= Work instructions =
Your task is to print all of the data word for word.

Start of Data to use

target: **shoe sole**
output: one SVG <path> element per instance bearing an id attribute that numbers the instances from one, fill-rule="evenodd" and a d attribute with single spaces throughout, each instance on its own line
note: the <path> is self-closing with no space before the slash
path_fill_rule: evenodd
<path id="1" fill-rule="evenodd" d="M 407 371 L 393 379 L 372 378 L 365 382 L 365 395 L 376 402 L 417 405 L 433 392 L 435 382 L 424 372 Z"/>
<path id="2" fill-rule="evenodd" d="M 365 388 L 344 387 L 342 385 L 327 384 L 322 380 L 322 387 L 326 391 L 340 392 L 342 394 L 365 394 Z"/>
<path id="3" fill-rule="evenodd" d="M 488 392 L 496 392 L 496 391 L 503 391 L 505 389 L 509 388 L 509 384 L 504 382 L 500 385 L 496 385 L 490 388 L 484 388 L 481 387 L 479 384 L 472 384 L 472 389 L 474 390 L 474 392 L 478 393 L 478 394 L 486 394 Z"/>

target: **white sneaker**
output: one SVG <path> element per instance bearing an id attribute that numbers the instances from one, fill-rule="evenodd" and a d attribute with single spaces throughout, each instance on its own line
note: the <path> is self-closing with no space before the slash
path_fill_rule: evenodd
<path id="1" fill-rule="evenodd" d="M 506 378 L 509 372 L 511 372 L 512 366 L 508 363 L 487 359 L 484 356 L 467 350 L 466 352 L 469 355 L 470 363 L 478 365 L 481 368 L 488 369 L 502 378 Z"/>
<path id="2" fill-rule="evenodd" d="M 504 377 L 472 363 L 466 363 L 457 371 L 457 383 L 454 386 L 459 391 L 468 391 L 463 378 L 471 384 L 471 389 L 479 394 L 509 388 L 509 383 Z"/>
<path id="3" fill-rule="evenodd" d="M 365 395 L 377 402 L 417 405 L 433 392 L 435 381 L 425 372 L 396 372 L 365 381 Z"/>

End of Data to use

= Result =
target: **shoe sole**
output: one SVG <path> element per instance bearing an id attribute that numbers the instances from one, fill-rule="evenodd" and a d attribute with single spaces throughout, each instance on its own line
note: the <path> is self-closing with no space before the slash
path_fill_rule: evenodd
<path id="1" fill-rule="evenodd" d="M 407 371 L 393 379 L 372 378 L 365 382 L 365 395 L 376 402 L 417 405 L 433 392 L 435 382 L 424 372 Z"/>
<path id="2" fill-rule="evenodd" d="M 365 388 L 344 387 L 342 385 L 327 384 L 322 380 L 322 387 L 326 391 L 340 392 L 342 394 L 365 394 Z"/>
<path id="3" fill-rule="evenodd" d="M 488 392 L 496 392 L 496 391 L 503 391 L 505 389 L 509 388 L 509 384 L 504 382 L 500 385 L 496 385 L 490 388 L 484 388 L 481 387 L 479 384 L 472 384 L 472 389 L 474 390 L 474 392 L 478 393 L 478 394 L 486 394 Z"/>

target: **white sneaker**
output: one SVG <path> element per instance bearing an id attribute that numbers the instances from one, fill-rule="evenodd" and a d attribute with single spaces throughout, each instance on its own line
note: the <path> is self-closing with no space before the slash
path_fill_rule: evenodd
<path id="1" fill-rule="evenodd" d="M 506 378 L 509 372 L 511 372 L 512 366 L 508 363 L 487 359 L 484 356 L 467 350 L 466 352 L 469 355 L 470 363 L 478 365 L 481 368 L 488 369 L 502 378 Z"/>
<path id="2" fill-rule="evenodd" d="M 504 377 L 472 363 L 466 363 L 457 371 L 457 383 L 454 386 L 459 391 L 468 391 L 463 378 L 471 384 L 471 389 L 479 394 L 509 388 L 509 383 Z"/>
<path id="3" fill-rule="evenodd" d="M 365 395 L 377 402 L 417 405 L 433 392 L 435 381 L 425 372 L 396 372 L 365 381 Z"/>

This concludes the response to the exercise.